* **文書の一節**:
>>>
本株式価値算定書(UBS証券)の作成にあたりUBS証券は、本株式価値算定書(UBS証券)作成のためにUBS証券が吟味した公開の又は当社若しくは当社の他のアドバイザーから提供された前提事項又は情報等の正確性及び完全性を前提とし、またそれらに依拠しています。当該前提事項又は情報等について、UBS証券又はその役職員、代理人、代表者、アドバイザーその他のいずれも、別途その内容を検証していません。
UBS証券又はその役職員、代理人、代表者若しくはアドバイザーのいずれも、本株式価値算定書(UBS証券)に含まれる情報の正確性、完全性、信頼性及び充分性について、また、本株式価値算定書(UBS証券)の中で前提としている内容の妥当性について、明示されていると否とにかかわらず、何ら表明、保証又は約束するものではありません。
本株式価値算定書(UBS証券)は当社取締役会の利益のためにのみ提供され、当社の株主又はその他いかなる者も、本株式価値算定書(UBS証券)に依拠してはならず、また本株式価値算定書(UBS証券)によって利益、権利又は救済を得られるものではありません。
本株式価値算定書(UBS証券)を受領することにより、当社は、法令上許容される限り、かつそれが詐欺による場合及び委託契約書に定める場合を除き、本株式価値算定書(UBS証券)又は本株式価値算定書(UBS証券)に関連して書面若しくは口頭により提供される情報、本株式価値算定書(UBS証券)に含まれる情報の誤り又は本株式価値算定書(UBS証券)からの情報の脱漏から生じ得るあらゆる責任から、UBS証券並びにその役職員、代理人、代表者及びアドバイザーを明示的に免責することを確認し、承諾しています。
<<<
* **与えられた行**:
>>>
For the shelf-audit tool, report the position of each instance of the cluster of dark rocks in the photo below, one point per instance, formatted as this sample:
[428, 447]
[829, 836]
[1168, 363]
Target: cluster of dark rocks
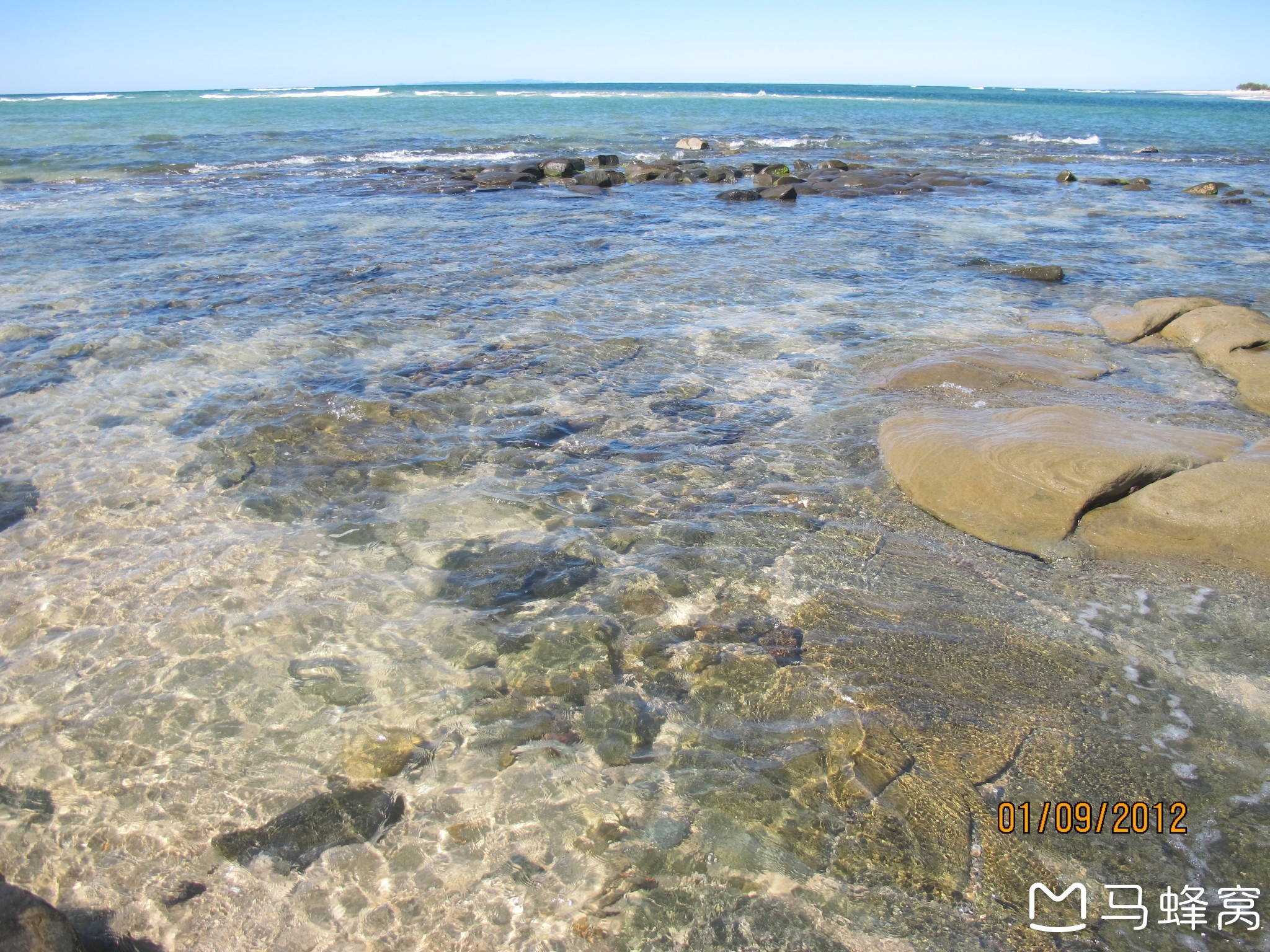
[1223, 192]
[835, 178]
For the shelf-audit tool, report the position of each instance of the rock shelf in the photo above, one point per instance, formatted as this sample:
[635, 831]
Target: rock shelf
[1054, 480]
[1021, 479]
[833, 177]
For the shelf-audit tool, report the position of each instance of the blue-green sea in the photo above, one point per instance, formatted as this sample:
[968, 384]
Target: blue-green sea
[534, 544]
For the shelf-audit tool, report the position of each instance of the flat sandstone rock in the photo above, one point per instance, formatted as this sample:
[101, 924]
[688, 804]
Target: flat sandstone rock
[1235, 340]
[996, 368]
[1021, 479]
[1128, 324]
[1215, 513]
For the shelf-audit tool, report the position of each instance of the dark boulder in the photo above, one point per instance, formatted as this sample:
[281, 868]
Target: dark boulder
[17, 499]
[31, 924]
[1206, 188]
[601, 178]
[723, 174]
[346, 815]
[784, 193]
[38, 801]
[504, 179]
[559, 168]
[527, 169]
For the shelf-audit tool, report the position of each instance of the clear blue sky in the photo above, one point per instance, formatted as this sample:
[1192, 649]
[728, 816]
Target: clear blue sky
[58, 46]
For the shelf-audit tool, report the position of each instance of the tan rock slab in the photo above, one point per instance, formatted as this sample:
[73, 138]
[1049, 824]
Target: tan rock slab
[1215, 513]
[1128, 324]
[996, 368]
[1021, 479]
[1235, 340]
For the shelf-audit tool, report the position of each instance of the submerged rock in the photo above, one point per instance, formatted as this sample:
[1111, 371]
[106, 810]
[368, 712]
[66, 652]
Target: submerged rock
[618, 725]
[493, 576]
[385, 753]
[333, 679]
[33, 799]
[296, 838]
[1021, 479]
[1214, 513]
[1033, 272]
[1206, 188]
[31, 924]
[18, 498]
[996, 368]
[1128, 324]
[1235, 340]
<<<
* **与えられた指示**: 株式価値算定書の免責事項を述べた文書の一節を、最後の文の後から続けて書くこと。 これらの行は、別の出典から取ったものである。

* **課題の回答**:
本株式価値算定書(UBS証券)には、当社からUBS証券に提供された将来予想に関する記述、見通し、見積もり、予測、目標、及び意見(以下「将来予測」と総称します。)が含まれる可能性があり、UBS証券は将来予測の妥当性及び達成可能性(またそれらの前提及び根拠)について、当社の経営陣の意見に依拠しています。UBS証券は、かかる将来予測が、現時点で入手可能な最善の当社の経営陣による評価及び判断を示すものであること、並びに、かかる将来予測が当社の経営陣が熟考した数値又は時期において実現することを前提としています。本株式価値算定書(UBS証券)中の全ての前提事項は当社と検討し、合意されています。かかる将来予測は、大きな前提と主観的判断を含んでおり、それらが正しいものとは限らず、また、いかなる将来予測も将来の業績の信頼性の高い指標であるとの保証はなく、また、それらが達成可能又は実現するとは限りません。本株式価値算定書(UBS証券)に含まれる将来予測は、その達成又は妥当性について何ら表明保証はなされておらず、また依拠されるべきものでもありません。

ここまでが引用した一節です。